Industry chain collaboration and market validation, design, manufacturing, and packaging/testing links must closely collaborate. At the same time, domestic chips need to prove their reliability through large-scale, long-term market applications to break the “trust” barrier of customers. This requires the joint efforts and patience of the entire industry chain upstream and downstream.
03“Sensors + AI”: A New Footing
If past sensors were “faithful recorders”, future sensors will become “intelligent thinkers”.
AI is deeply integrated into sensors, bringing about a profound transformation. In the field of smart manufacturing, AI sensors monitor data from various stages on the production line in real-time, helping companies achieve precise control and improve production efficiency and quality.
Intelligent traffic systems are another important area for AI sensor applications. By installing AI sensors at traffic lights and intersections, intelligent traffic systems can monitor traffic flow and vehicle movement in real-time, providing immediate feedback on traffic congestion and helping optimize traffic light control.
In autonomous driving systems, AI sensors are used to monitor the environment around the vehicle in real-time, including other vehicles, pedestrians, and traffic signs. The data from these sensors is transmitted to a central processing unit for complex calculations and analysis, enabling intelligent automation of driving and traffic management.
In the healthcare field, AI sensors also have broad application prospects. By integrating AI sensors into medical devices, doctors can monitor patients’ physiological data in real-time, such as heart rate, blood pressure, and blood sugar, allowing for more accurate assessments of patients’ health and the development of personalized treatment plans.
Smart homes are another important area for AI sensor applications. By integrating AI sensors into home devices, intelligent monitoring and control of the home environment can be achieved.
ST is one of the early companies to consider how to make sensors smarter. Purely passive sensors are silent observers and cannot actively participate in systems, but with the support of AI algorithms, they can actively perform data fusion, classification, and prediction based on collected data, thus responding more intelligently to various situations, assisting in decision-making, optimizing products, and simplifying design solutions.
In the field of “AI + Sensors”, domestic manufacturers are also actively exploring technological integration and application innovation. Major companies are continuously working on optimizing AI algorithms, accelerating data processing speeds, improving model training efficiency and generalization capabilities, such as developing more efficient distributed training algorithms, utilizing collaborative architectures of edge computing and cloud computing to achieve rapid processing of large-scale data and model updates, enhancing the system’s real-time response performance.
04From Behind the Scenes to the Forefront
Sensors, once an overlooked field, are now driving the intelligent transformation of automobiles, robots, industry, and even society at an unprecedented speed and intensity. They are the cornerstone of the digital economy and the bridge connecting the physical and digital worlds.
The next three to five years will be a critical period for sensor technology iteration and market restructuring. For China, this is not only a tremendous business opportunity but also a strategic window to achieve self-controllable industrial chains and enhance global technological discourse power.

▬▬▬▬▬▬▬▬▬▬

_Aim of the exercise_
Retype the part of the sensor article that runs from "04From Behind the" to "technological discourse power.", word for word.

_Input data_
▬▬▬▬▬▬▬▬▬▬

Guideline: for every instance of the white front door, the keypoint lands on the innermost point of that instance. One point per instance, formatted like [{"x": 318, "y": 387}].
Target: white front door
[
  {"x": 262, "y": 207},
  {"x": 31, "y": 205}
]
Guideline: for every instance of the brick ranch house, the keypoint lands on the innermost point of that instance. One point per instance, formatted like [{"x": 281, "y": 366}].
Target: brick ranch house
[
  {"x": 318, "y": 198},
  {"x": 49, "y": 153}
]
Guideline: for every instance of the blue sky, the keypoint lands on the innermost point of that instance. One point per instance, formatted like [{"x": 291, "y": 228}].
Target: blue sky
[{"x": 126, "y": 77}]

▬▬▬▬▬▬▬▬▬▬

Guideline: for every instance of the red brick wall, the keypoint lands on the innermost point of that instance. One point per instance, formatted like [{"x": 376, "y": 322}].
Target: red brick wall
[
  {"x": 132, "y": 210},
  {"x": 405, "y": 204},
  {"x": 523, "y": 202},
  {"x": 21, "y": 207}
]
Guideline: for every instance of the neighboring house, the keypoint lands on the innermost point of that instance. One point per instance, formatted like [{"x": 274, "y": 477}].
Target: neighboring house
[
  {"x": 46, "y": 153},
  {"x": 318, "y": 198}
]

▬▬▬▬▬▬▬▬▬▬

_Completed exercise_
04From Behind the Scenes to the Forefront
Sensors, once an overlooked field, are now driving the intelligent transformation of automobiles, robots, industry, and even society at an unprecedented speed and intensity. They are the cornerstone of the digital economy and the bridge connecting the physical and digital worlds.
The next three to five years will be a critical period for sensor technology iteration and market restructuring. For China, this is not only a tremendous business opportunity but also a strategic window to achieve self-controllable industrial chains and enhance global technological discourse power.